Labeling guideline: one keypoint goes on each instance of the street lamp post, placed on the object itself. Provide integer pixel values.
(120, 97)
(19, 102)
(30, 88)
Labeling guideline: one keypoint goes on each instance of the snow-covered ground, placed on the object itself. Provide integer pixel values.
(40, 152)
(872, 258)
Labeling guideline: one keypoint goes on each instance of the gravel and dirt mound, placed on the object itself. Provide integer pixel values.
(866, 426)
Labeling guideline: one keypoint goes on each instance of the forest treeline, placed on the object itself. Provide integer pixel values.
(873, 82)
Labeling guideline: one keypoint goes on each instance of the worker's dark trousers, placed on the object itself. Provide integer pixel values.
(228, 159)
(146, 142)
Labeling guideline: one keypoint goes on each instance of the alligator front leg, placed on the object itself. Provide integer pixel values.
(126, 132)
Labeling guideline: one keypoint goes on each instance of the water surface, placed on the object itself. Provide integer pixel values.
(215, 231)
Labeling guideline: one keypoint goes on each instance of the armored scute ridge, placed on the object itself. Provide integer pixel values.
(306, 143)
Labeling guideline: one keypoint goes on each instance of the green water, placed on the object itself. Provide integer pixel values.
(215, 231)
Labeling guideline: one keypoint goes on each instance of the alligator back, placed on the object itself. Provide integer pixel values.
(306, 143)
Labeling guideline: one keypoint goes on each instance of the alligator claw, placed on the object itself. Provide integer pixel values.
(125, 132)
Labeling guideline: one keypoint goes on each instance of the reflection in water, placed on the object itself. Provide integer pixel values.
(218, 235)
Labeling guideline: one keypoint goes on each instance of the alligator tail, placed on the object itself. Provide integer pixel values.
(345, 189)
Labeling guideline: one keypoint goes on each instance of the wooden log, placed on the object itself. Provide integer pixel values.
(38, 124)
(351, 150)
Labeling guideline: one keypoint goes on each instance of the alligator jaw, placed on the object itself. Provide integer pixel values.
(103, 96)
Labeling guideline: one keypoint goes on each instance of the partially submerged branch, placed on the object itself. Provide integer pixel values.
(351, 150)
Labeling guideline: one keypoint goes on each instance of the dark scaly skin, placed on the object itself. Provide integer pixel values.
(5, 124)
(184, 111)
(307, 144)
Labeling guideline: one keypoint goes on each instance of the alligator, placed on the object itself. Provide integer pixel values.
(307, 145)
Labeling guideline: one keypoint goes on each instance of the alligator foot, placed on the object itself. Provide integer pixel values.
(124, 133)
########
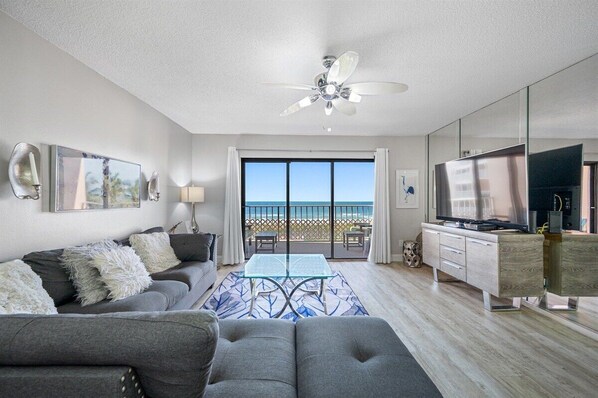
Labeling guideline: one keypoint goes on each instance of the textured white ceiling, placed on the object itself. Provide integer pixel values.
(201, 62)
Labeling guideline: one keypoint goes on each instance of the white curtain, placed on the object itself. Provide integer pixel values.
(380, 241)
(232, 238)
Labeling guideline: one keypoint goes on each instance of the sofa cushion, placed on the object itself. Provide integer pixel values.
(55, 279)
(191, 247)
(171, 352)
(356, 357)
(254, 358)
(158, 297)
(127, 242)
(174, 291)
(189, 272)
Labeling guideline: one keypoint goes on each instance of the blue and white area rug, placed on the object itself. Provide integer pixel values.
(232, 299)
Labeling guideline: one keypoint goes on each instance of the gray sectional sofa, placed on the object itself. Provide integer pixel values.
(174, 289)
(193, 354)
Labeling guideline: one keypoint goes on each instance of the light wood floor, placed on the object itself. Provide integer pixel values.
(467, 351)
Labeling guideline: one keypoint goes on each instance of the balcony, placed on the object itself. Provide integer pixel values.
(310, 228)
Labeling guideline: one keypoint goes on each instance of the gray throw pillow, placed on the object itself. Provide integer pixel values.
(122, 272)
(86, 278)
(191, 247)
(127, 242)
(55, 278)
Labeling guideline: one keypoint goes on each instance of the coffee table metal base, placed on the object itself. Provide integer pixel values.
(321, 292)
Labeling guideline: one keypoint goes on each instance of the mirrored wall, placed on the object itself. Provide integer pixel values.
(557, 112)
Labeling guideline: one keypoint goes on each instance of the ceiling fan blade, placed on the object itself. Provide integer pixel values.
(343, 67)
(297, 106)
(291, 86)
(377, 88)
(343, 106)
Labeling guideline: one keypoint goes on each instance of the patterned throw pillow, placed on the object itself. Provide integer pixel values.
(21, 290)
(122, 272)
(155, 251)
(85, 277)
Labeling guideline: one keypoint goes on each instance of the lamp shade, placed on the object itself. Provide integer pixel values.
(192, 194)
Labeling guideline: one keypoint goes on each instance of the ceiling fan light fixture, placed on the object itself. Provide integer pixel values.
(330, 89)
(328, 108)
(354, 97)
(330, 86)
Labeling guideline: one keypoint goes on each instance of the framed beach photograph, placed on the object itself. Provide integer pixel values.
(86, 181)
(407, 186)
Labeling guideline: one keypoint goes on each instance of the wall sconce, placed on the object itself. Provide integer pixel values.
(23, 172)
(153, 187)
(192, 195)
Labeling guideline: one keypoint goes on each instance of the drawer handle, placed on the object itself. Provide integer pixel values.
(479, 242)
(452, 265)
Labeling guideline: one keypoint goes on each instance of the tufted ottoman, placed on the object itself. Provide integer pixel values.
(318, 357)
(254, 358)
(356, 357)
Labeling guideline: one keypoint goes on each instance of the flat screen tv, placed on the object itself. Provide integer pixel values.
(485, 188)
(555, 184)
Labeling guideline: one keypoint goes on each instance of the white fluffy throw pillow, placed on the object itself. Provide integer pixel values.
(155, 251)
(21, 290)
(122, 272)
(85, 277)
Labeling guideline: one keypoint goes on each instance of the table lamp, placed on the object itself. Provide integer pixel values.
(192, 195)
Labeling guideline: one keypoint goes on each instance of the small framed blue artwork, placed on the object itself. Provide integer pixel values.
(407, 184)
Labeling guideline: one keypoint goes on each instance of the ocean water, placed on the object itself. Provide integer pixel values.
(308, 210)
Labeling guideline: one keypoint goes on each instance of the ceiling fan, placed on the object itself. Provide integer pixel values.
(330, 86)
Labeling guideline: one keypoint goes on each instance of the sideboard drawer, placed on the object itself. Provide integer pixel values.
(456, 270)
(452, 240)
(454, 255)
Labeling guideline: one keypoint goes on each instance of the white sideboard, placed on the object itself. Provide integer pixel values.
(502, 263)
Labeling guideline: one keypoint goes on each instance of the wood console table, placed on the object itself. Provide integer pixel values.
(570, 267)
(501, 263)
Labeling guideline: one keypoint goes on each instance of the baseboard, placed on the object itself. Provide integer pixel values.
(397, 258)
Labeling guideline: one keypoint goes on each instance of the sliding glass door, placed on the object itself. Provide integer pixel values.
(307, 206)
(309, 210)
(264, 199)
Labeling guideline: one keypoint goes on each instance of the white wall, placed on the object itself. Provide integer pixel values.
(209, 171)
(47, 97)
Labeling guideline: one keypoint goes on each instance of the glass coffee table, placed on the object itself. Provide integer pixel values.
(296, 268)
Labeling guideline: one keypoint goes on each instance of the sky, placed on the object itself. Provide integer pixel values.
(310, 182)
########
__What this task involves__
List every line in the rows above that contains the word "sideboard". Match case, so a line counts only if it has that word in the same capitalization.

__Exercise result__
Labeling guideline: one keypoint goes on each instance of the sideboard drawer, placed on the object itself. Provide integer pixel values.
Labeling guideline: one keypoint goes on each instance of the white sideboard, placed on the object itself. Provide integer pixel values.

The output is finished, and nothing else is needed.